++++ DATA IN THIS EXERCISE
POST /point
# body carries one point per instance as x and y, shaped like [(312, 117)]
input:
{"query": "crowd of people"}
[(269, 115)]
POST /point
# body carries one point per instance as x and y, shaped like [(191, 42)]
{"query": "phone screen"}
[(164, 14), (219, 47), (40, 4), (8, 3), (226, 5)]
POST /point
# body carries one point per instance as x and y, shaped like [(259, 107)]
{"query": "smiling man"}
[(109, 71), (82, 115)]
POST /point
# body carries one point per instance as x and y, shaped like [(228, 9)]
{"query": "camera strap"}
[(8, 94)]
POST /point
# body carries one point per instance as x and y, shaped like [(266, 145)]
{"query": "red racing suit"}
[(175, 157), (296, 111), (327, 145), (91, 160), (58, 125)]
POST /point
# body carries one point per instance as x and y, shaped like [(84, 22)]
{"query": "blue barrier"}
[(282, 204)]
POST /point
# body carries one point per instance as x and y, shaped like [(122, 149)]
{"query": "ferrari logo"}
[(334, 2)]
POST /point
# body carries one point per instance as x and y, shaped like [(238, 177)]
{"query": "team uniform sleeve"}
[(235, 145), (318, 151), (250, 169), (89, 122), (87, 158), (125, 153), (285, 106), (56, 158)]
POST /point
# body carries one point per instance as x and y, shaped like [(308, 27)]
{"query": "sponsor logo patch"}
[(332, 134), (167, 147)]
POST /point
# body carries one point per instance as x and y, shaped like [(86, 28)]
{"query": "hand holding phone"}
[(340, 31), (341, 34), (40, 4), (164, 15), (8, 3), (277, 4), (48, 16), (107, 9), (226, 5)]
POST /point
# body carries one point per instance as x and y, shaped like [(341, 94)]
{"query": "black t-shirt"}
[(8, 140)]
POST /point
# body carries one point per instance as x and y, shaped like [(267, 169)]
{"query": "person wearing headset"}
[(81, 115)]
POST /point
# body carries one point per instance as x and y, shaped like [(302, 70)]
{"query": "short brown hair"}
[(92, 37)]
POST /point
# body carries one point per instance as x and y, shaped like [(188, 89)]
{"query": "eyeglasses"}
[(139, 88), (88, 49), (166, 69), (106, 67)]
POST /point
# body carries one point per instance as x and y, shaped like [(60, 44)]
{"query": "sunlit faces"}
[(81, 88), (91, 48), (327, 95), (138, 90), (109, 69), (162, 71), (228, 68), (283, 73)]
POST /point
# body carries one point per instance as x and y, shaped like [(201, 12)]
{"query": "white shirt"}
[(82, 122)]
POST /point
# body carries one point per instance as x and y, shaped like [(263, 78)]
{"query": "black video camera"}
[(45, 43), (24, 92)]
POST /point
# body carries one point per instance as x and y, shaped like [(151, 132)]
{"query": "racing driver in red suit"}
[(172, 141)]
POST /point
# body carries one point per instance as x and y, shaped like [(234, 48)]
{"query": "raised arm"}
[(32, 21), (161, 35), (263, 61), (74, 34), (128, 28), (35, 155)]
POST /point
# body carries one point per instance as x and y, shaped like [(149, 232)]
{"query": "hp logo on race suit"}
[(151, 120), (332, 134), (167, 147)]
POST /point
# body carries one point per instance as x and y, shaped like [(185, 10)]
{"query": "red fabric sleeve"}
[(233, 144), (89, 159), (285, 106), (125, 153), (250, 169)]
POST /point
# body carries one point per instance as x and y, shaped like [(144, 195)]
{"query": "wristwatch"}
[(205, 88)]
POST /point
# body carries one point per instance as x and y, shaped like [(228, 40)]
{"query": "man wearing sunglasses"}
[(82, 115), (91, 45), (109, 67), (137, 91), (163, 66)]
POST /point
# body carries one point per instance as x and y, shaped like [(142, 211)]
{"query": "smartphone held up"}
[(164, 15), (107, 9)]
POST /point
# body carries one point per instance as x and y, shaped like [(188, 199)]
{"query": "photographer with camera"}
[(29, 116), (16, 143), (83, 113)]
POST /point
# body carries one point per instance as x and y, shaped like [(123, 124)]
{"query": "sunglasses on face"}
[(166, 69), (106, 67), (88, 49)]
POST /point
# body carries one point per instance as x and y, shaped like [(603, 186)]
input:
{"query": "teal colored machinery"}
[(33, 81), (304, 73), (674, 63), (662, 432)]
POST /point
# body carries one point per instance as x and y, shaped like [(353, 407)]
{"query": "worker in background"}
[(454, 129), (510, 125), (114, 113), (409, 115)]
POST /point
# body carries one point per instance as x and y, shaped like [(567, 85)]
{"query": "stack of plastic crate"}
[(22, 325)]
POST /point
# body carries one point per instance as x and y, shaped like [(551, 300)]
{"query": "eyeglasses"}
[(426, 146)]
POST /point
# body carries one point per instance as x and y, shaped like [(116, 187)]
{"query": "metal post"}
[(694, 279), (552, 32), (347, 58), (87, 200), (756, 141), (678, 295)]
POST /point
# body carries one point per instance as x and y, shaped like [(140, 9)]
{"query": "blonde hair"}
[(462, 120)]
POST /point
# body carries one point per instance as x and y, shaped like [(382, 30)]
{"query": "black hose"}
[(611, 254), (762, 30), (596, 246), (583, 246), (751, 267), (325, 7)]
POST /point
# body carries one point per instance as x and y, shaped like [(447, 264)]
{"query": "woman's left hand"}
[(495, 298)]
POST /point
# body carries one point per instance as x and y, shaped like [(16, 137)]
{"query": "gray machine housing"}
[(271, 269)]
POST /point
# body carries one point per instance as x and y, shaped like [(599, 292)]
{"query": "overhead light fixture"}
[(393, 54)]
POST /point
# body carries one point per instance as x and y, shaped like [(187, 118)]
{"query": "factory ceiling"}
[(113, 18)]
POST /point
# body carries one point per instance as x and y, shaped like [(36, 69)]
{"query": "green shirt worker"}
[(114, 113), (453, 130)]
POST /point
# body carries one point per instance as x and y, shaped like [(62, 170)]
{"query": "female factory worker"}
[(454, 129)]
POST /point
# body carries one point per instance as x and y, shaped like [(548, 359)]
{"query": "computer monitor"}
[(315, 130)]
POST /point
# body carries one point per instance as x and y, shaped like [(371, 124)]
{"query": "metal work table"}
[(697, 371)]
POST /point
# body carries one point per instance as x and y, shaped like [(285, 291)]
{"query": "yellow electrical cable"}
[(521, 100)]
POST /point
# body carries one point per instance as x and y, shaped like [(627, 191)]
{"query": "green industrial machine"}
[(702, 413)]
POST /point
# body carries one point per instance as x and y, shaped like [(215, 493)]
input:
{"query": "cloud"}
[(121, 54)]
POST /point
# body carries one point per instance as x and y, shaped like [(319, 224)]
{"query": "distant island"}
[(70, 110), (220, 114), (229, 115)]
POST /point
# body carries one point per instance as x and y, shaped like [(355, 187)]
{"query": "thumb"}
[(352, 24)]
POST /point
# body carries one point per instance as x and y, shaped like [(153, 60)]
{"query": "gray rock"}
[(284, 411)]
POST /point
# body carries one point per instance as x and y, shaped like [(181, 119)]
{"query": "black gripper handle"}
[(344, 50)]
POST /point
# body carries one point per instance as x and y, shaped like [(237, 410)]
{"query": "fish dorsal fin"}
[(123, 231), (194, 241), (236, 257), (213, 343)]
++++++++
Filter the entries above, retaining only the lines that contain the string "worker". Matching is case-sensitive.

{"query": "worker in background"}
{"query": "green shirt worker"}
{"query": "female factory worker"}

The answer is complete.